:: SOURCE EXCERPT

# P60 differs from final payslip



## Dipper (6 Apr 2010)

I usually use ROS to request a P21 and claim for med expenses, bin charges etc... This is normally straightforward in that I wait until my P60 comes to make sure I put in the exact amount earned last year and then tick all the relevant boxes online. This year though, my P60 says that I earned less than my final payslip for 2009 did - by over €7000. I am a teacher therefore paid by the Dept of Ed - so has this anything to do with the pension levy/income levy? And which amount should I use when completing my online claim? The ROS site says to enter total income for 2009 as per the P60, but my feeling would be to enter what my final payslip says, seeing as it's more.
Can anyone help or advise?


----------



## Towger (6 Apr 2010)

The P60 'Total Pay' is less pension/PRD deductions, it is what you pay Tax on. You should also have a PRD60, which details your PRD for the year. Assuming the difference between the two is from the PRD (and pension) and not a mistake you should use the P60 figures.


----------



## Dipper (6 Apr 2010)

Thanks Towdger. That would make sense, as my rough calculations reckoned that the levies were resulting in that level of a paycut - which is close to 15%, I think. Kind of brings it home hard.

I have been reading up on AAM and have learned that I should also be receiving an Income Levy certificate too? I presume these are being delayed due to current industrial relations issues between the government and its employees...

From what you have said though, I guess I can go ahead and use the P60 amount


----------



## Towger (6 Apr 2010)

15% is probably what you are paying in both Pension and PRD. When you consider that a private sector person would have to contribute nearly 30% of their earnings from the day they started working to get the equivalent pension it seems a good deal.


----------



## Dipper (6 Apr 2010)

I'm not even going to start into this public\private argument. I have worked in both sectors and can see the pros and cons of both. 
No matter what anyone says or does, or which sector you work in, a 15% pay cut is tough - and when it's followed by another 7% that makes it even tougher.
But thanks for your responses.


----------

::::

_PROBLEM A:_
Please put the records from the line with "Task: locate the paved" up to and including the line with "pixel 193 327" into a two-column CSV with the columns instruction and reply. Give one row for each record, with its text under instruction and its answer under reply, each in one quoted field with line breaks replaced by spaces.

:: ENTRIES PROVIDED

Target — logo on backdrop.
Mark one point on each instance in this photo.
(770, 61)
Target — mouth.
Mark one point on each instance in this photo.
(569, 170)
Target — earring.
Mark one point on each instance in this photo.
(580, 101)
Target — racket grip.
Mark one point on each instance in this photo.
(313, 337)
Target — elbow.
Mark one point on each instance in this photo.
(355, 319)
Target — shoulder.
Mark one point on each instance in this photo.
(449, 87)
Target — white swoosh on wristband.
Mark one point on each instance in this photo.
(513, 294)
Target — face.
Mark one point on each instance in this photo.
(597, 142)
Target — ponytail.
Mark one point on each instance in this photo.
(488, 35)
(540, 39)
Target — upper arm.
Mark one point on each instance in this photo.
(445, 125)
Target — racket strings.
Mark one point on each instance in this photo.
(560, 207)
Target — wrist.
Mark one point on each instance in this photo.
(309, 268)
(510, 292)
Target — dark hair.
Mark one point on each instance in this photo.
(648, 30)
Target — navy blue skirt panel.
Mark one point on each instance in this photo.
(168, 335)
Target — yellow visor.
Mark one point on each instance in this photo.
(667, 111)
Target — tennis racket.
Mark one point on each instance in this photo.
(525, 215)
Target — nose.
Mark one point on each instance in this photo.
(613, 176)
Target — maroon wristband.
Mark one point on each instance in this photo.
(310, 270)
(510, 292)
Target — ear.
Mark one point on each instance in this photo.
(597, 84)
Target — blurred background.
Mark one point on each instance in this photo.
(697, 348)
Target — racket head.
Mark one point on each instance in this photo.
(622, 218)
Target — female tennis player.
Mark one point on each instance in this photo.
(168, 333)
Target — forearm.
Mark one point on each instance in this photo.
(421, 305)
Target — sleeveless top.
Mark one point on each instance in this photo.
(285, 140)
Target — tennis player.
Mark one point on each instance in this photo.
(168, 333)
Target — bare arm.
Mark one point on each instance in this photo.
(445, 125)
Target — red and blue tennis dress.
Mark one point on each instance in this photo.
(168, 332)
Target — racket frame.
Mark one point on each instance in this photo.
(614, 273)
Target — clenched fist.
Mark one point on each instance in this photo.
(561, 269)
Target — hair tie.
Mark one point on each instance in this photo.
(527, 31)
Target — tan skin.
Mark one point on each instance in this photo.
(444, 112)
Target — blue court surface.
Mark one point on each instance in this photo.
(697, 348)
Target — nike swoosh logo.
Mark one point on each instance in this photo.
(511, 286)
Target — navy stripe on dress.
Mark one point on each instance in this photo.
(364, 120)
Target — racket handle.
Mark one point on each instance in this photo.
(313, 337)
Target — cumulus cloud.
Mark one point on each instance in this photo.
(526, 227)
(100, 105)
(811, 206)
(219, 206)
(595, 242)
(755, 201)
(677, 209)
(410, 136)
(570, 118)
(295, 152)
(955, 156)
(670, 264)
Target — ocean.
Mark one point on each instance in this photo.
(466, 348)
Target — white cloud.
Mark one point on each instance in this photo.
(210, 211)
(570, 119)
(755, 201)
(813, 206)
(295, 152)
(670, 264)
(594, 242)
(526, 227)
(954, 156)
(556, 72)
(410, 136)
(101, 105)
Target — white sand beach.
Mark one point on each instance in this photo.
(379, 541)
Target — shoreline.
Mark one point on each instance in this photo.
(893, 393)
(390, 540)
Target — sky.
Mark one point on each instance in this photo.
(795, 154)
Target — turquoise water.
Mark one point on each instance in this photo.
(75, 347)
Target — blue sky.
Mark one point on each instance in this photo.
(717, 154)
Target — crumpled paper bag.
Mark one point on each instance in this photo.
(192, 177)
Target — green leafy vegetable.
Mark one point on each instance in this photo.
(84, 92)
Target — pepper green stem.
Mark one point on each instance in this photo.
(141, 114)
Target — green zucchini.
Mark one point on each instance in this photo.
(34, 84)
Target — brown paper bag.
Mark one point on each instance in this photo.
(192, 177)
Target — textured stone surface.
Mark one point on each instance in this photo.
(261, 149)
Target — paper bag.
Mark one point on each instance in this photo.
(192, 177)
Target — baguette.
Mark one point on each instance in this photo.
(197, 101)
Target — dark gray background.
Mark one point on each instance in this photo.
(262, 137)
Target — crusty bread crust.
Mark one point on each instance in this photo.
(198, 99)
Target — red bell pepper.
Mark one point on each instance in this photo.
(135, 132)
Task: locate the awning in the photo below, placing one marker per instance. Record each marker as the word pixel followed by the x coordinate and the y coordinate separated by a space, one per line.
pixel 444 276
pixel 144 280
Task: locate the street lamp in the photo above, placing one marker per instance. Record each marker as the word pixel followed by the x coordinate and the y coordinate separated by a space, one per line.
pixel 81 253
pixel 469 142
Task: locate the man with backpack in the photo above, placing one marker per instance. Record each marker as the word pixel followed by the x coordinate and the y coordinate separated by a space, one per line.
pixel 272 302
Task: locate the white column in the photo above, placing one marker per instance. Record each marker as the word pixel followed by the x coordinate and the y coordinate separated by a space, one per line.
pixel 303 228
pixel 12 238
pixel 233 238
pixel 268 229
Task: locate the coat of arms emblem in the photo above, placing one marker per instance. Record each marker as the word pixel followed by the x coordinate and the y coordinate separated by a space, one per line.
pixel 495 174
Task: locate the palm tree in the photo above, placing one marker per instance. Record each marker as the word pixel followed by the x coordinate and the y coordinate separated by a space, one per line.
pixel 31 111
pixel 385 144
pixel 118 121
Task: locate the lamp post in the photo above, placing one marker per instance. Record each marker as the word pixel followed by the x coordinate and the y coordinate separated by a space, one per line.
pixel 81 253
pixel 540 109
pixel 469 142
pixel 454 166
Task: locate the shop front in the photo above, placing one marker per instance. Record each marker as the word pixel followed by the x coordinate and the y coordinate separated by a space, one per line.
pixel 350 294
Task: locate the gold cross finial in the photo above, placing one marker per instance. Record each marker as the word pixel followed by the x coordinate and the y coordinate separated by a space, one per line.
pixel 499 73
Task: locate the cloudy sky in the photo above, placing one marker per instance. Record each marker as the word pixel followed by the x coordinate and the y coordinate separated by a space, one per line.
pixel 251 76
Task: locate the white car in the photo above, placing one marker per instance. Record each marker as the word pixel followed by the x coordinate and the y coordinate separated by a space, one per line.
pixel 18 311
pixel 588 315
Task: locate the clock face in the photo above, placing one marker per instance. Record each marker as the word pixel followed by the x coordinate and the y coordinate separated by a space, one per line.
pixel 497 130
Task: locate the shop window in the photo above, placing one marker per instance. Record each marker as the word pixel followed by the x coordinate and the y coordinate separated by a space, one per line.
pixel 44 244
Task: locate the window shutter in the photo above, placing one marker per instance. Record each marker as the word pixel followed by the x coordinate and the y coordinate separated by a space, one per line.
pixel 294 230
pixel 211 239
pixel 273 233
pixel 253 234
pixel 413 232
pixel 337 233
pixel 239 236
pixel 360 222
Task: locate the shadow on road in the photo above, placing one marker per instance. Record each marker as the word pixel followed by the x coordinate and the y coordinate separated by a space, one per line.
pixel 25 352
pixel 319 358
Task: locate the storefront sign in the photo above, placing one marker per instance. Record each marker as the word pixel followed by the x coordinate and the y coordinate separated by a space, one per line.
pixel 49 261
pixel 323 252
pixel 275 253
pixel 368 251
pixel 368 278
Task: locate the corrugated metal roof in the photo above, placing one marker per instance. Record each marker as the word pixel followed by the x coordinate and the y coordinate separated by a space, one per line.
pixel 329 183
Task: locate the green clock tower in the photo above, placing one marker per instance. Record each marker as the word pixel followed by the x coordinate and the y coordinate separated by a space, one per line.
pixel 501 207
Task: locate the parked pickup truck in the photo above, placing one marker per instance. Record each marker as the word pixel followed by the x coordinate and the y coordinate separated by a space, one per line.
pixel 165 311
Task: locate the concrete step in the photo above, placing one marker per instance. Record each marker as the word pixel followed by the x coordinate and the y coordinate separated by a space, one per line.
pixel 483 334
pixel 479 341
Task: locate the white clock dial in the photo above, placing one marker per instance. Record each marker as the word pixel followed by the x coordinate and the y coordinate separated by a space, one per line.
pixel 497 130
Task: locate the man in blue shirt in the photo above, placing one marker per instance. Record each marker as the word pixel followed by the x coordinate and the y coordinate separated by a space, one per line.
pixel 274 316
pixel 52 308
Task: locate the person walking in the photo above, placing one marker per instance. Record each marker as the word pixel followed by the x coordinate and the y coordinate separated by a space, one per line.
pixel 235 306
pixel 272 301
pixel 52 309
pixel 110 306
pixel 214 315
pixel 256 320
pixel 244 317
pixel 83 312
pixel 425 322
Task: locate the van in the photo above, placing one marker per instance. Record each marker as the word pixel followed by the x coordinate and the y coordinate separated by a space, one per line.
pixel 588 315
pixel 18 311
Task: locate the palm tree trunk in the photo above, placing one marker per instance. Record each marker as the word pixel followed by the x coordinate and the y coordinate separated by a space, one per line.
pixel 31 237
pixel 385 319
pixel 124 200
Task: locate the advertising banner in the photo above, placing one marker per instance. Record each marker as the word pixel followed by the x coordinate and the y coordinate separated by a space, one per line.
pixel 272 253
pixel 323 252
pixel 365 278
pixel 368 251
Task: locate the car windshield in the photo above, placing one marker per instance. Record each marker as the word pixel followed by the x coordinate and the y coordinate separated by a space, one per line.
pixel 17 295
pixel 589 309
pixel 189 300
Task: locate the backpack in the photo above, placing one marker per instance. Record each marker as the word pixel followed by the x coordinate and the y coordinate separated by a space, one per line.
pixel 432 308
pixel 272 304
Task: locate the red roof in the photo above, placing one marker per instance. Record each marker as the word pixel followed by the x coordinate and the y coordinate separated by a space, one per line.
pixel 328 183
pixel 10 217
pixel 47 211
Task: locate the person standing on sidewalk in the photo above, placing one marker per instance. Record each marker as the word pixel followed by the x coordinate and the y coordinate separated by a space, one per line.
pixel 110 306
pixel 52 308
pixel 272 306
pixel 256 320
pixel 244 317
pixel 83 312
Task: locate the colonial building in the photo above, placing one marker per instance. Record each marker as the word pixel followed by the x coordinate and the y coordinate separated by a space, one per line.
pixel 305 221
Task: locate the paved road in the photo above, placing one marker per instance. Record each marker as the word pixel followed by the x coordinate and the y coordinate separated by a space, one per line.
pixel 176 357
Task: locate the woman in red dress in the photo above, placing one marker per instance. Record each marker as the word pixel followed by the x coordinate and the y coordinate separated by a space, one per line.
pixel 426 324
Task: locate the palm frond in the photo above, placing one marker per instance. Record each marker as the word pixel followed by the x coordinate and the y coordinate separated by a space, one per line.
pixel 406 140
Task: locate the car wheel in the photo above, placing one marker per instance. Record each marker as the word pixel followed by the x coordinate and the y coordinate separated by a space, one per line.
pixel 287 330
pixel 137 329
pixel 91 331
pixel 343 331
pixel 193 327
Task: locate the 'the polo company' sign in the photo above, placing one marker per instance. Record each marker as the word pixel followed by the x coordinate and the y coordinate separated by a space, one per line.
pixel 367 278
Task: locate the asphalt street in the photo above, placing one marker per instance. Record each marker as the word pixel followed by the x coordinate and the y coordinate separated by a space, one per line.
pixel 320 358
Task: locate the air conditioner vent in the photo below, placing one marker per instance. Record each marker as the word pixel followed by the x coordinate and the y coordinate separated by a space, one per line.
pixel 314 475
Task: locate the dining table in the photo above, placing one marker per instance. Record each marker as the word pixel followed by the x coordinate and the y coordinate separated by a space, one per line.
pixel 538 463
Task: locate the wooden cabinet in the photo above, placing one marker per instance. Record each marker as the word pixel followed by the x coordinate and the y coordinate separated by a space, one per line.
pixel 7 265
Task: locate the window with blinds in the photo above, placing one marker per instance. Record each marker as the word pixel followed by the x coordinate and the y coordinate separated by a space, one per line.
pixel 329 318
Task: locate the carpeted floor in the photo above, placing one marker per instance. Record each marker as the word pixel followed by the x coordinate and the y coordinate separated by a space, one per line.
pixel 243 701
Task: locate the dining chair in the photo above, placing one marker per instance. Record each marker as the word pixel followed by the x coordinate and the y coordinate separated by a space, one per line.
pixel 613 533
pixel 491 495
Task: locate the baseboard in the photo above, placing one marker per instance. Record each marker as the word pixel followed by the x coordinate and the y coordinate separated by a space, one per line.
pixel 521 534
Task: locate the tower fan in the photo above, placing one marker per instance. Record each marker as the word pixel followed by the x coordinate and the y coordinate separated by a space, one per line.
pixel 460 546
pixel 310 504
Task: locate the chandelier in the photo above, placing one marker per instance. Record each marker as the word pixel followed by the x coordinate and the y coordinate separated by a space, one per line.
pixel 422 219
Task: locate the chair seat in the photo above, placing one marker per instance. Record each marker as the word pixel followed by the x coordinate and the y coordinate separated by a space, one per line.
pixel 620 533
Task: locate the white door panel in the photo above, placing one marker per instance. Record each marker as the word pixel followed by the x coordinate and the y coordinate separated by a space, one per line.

::::

_PROBLEM B:_
Copy the P60 forum thread word for word from "# P60 differs" up to and including "as it's more.".

_WRITTEN REPLY A:_
instruction,reply
"Task: locate the paved road in the photo above, placing one marker per instance. Record each marker as the word pixel followed by the x coordinate and the y coordinate separated by a space, one per line.","pixel 176 357"
"Task: locate the woman in red dress in the photo above, placing one marker per instance. Record each marker as the word pixel followed by the x coordinate and the y coordinate separated by a space, one per line.","pixel 426 324"
"Task: locate the palm frond in the photo above, placing one marker per instance. Record each marker as the word pixel followed by the x coordinate and the y coordinate separated by a space, one per line.","pixel 406 140"
"Task: locate the car wheel in the photo above, placing one marker per instance. Record each marker as the word pixel followed by the x coordinate and the y coordinate separated by a space, one per line.","pixel 287 330 pixel 137 329 pixel 91 331 pixel 343 331 pixel 193 327"

_WRITTEN REPLY B:_
# P60 differs from final payslip



## Dipper (6 Apr 2010)

I usually use ROS to request a P21 and claim for med expenses, bin charges etc... This is normally straightforward in that I wait until my P60 comes to make sure I put in the exact amount earned last year and then tick all the relevant boxes online. This year though, my P60 says that I earned less than my final payslip for 2009 did - by over €7000. I am a teacher therefore paid by the Dept of Ed - so has this anything to do with the pension levy/income levy? And which amount should I use when completing my online claim? The ROS site says to enter total income for 2009 as per the P60, but my feeling would be to enter what my final payslip says, seeing as it's more.